◆ Given instruction: Rewrite all the entries below, replacing "Sample response" with "Example output" each time it appears and leaving every other word as it is.

[Data listing]
··········

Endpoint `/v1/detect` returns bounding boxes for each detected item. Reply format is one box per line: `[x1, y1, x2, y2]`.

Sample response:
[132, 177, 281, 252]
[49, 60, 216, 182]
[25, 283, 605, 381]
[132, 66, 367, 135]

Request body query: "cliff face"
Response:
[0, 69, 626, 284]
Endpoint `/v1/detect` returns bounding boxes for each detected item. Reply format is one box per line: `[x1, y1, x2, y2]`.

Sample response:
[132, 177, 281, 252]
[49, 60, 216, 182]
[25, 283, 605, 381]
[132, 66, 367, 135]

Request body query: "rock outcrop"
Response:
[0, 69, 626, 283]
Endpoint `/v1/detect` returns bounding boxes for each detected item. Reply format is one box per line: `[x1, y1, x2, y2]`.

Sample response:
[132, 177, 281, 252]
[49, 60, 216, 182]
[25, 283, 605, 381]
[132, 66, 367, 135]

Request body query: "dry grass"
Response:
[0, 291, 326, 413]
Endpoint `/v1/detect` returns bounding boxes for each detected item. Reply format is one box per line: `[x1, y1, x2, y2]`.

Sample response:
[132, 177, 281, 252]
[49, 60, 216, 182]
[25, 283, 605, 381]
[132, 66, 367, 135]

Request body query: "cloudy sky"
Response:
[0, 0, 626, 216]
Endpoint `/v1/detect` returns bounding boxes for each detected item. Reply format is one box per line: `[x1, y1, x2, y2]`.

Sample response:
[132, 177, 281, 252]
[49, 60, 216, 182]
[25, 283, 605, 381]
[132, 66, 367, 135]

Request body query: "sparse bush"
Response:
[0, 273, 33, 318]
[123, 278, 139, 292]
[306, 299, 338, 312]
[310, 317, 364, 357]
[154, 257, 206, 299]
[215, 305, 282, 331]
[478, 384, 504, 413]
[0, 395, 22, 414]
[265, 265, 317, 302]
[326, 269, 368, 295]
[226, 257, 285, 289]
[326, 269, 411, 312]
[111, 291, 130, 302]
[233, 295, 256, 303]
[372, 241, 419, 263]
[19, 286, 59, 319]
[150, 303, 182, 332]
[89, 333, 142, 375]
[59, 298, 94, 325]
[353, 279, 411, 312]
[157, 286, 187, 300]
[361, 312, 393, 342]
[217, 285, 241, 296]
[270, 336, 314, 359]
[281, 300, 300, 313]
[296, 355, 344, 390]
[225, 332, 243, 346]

··········

◆ Reply:
Endpoint `/v1/detect` returns bounding boxes for each detected item. Reply format is one box per line: `[x1, y1, x2, y2]`.

Example output:
[132, 177, 281, 252]
[49, 60, 216, 182]
[25, 283, 605, 381]
[132, 66, 367, 135]

Request body query: "cliff face"
Response:
[0, 69, 626, 284]
Endpoint `/v1/detect` returns bounding boxes for each detected item. Reply format is one box per line: `[x1, y1, x2, y2]`.

Example output:
[132, 177, 281, 252]
[49, 60, 216, 182]
[25, 283, 605, 381]
[132, 66, 367, 135]

Request body query: "rock outcrop"
Response:
[0, 69, 626, 283]
Endpoint `/v1/detect` returns bounding boxes for each detected item. Reply format is one box per line: `[x1, y1, x2, y2]`.

Example output:
[132, 177, 281, 252]
[49, 60, 216, 182]
[25, 283, 605, 381]
[132, 66, 367, 135]

Request body query: "dry grass"
Response:
[0, 291, 326, 413]
Endpoint `/v1/detect` returns bounding boxes for each detected item. Reply format is one box per line: `[x1, y1, x2, y2]`.

Example output:
[132, 177, 281, 252]
[49, 60, 216, 182]
[25, 283, 605, 381]
[132, 66, 367, 135]

Request body query: "cloudy sky"
Response:
[0, 0, 626, 216]
Endpoint `/v1/detect` returns bounding boxes for each detected item. Reply format is one box per line: `[x1, y1, x2, y2]`.

Example output:
[132, 177, 281, 252]
[49, 60, 216, 182]
[25, 283, 605, 381]
[132, 66, 367, 135]

Request body query: "sparse bush"
Response:
[0, 273, 33, 318]
[123, 278, 139, 292]
[306, 299, 338, 312]
[310, 317, 364, 357]
[154, 257, 206, 299]
[215, 305, 282, 331]
[478, 384, 504, 413]
[0, 395, 22, 414]
[265, 265, 317, 302]
[326, 269, 368, 295]
[226, 257, 285, 289]
[326, 269, 411, 312]
[111, 291, 130, 302]
[233, 295, 256, 303]
[372, 241, 419, 263]
[19, 286, 59, 319]
[150, 303, 182, 332]
[89, 333, 142, 375]
[59, 298, 94, 325]
[353, 279, 411, 312]
[157, 286, 187, 300]
[361, 312, 393, 342]
[217, 285, 241, 296]
[270, 336, 314, 359]
[281, 300, 300, 313]
[296, 355, 344, 390]
[225, 332, 243, 346]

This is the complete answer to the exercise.